Reading passage
━━━━

Oh, and the seat lights on a 767 don't click on/off like the driver lights in a car. I pushed mine, because I couldn't see the control button buried beside the cushion. I expect the blister will be gone in a day or so.

Once home I rehung the bathroom door and wound up with the screws on the inside, the hinge pins in the bottom, and the lock core unexpectedly loose. The latter shifted when I tested the door. As a result the door is a little splintered, the jamb is a lot splintered, and the latch is a little bent--but it works now. I'll redo the hinges when I'm less tired.

I'm not sure how useful the trip was. I was fuzzy with lack of sleep during the day, and too tired to sleep at night. I got the package I was working on to handle two simple tests, but instead of trying to get more test cases I started working out the output. That's fuzzy, and it showed when we tried out the package. I was able to give a little instruction on how to monitor the DAQ, but the online cluster went away for over a day while I was trying to show examples. Can't win them all...

Thursday, September 25, 2008

CMS Party

Before the LHC quench, CMS had planned to have a celebration party this CMS meeting week, in honor of the culmination of years of preparation. We had it anyway, quench or no quench. There must have been about a thousand people there. I knew a dozen, and remembered the faces of another three dozen.

The party was in the SX5 building above ground, and the acoustics are terrible in that huge work area--and so of course they had a band (the Danglers--a drummer and two other guys; plus a sound man trying to balance the sound in a hall where only the base could be heard). Luckily they kept the volume down for about 3 hours (when I left).

As I wrote this a red ambulance with yellow stripe along the middle drove up to the new hostel. After 10 minutes it left without taking anybody away. Must have been minor. Last time I saw them somebody had collapsed in his car and they were working with him for over an hour.

━━━━

Data
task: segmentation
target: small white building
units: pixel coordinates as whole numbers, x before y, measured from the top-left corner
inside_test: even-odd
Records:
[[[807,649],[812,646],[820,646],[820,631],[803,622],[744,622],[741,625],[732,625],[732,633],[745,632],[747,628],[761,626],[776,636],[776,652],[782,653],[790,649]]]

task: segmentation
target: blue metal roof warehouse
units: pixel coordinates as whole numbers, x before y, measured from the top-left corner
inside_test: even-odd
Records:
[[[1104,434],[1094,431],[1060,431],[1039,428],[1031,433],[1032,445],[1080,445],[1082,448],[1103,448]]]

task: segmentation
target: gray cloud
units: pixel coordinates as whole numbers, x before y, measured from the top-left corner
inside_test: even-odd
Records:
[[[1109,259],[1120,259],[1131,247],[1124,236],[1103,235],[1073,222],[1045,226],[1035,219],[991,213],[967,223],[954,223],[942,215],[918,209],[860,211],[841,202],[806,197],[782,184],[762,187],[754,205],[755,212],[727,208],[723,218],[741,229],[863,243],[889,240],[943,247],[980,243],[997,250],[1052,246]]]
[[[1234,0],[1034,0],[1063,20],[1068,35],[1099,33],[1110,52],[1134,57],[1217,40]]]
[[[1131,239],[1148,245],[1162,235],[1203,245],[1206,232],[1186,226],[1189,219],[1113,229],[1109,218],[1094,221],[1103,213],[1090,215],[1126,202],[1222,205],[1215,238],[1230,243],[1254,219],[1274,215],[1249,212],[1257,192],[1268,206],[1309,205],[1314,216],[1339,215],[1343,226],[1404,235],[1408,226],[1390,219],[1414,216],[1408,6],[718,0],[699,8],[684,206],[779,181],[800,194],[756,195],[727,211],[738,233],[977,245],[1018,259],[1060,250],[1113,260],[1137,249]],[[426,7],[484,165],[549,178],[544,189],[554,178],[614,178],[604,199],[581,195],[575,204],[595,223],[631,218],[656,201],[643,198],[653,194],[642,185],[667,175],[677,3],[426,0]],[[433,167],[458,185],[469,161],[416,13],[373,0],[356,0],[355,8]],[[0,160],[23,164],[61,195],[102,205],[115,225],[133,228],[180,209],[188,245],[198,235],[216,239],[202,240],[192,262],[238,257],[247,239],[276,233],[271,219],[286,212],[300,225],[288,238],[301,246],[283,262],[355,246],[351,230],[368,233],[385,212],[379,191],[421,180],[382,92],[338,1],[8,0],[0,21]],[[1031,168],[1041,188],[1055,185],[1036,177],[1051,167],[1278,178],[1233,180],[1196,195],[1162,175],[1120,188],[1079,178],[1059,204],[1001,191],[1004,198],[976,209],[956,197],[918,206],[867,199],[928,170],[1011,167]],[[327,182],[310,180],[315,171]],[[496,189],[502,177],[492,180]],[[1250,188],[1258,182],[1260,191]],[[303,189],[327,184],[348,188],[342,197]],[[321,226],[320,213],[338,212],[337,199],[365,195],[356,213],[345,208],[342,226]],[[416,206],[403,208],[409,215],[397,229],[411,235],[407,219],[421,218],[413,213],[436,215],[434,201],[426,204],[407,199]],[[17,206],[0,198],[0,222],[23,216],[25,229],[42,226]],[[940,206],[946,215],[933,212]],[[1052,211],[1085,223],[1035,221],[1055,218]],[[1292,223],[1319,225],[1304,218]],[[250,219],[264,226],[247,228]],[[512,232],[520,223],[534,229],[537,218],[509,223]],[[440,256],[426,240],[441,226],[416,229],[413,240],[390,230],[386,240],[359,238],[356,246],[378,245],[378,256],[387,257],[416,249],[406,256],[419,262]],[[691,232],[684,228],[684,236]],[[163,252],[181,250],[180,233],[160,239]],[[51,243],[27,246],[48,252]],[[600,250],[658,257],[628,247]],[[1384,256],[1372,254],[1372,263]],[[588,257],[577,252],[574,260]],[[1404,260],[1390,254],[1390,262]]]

━━━━

Things to do
1) In the diary text, reproduce the passage from "I'm not sure" to "another three dozen.", replacing "package" with "software".
2) State whether each statement agrees with the diary text, answering yes or no and quoting the deciding words. (a) About a thousand people attended the CMS party. (b) The writer knew roughly a hundred of the people at the party. (c) The band kept the volume down for about three hours.

Answers by task
1)
I'm not sure how useful the trip was. I was fuzzy with lack of sleep during the day, and too tired to sleep at night. I got the software I was working on to handle two simple tests, but instead of trying to get more test cases I started working out the output. That's fuzzy, and it showed when we tried out the software. I was able to give a little instruction on how to monitor the DAQ, but the online cluster went away for over a day while I was trying to show examples. Can't win them all...

Thursday, September 25, 2008

CMS Party

Before the LHC quench, CMS had planned to have a celebration party this CMS meeting week, in honor of the culmination of years of preparation. We had it anyway, quench or no quench. There must have been about a thousand people there. I knew a dozen, and remembered the faces of another three dozen.

2)
(a) Yes: "There must have been about a thousand people there."
(b) No: "I knew a dozen, and remembered the faces of another three dozen."
(c) Yes: "Luckily they kept the volume down for about 3 hours (when I left)."